Text provided:
Kelly Greene in the Wall Street Journal reminds seniors that Medicare’s open-enrollment period is an opportunity for them to lower their bills by re-evaluating their Medicare coverage. Just as you rebalance an investment portfolio, as seniors’ needs change, they need to make adjustments to see whether they are getting the best price for the same services. Elementary, you say? Here’s the shocking truth. A a recent Allsup survey of 1,000 Medicare beneficiaries 65 or older found:

  • Only 15% said they had changed their Medicare plans in the past year or plan to do so in the next 12 months.

The A B Cs of Medicare Coverage

A and B – The Basics: Each year, Medicare recipients have to choose their coverage. Traditional Medicare is comprised of parts A (hospitalization) and Part B (outpatient care, including doctor visits.) With Part D (prescription drugs) seniors have to choose a private drug plan.
Supplemental Policies: Recipients can also choose to buy a separate Medigap policy to help insure costs that otherwise aren’t covered.

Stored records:
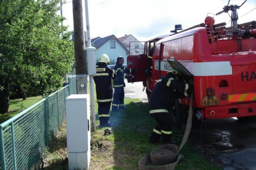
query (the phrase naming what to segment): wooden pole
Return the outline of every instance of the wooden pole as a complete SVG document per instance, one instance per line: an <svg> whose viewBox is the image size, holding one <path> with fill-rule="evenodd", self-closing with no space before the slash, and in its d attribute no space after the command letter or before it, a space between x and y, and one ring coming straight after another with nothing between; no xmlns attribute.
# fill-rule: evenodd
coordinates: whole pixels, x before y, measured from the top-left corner
<svg viewBox="0 0 256 170"><path fill-rule="evenodd" d="M73 0L74 45L78 94L87 94L87 64L82 23L82 0Z"/></svg>

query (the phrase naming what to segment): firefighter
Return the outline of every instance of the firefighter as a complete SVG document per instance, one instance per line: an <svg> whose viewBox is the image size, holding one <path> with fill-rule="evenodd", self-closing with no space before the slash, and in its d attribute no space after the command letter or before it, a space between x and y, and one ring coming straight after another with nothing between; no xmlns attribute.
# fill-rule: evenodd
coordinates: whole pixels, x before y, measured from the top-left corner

Work task: Reproduce word for word the part of the Medicare open-enrollment text starting with "The A B Cs of" and going on through "otherwise aren’t covered.".

Response:
The A B Cs of Medicare Coverage

A and B – The Basics: Each year, Medicare recipients have to choose their coverage. Traditional Medicare is comprised of parts A (hospitalization) and Part B (outpatient care, including doctor visits.) With Part D (prescription drugs) seniors have to choose a private drug plan.
Supplemental Policies: Recipients can also choose to buy a separate Medigap policy to help insure costs that otherwise aren’t covered.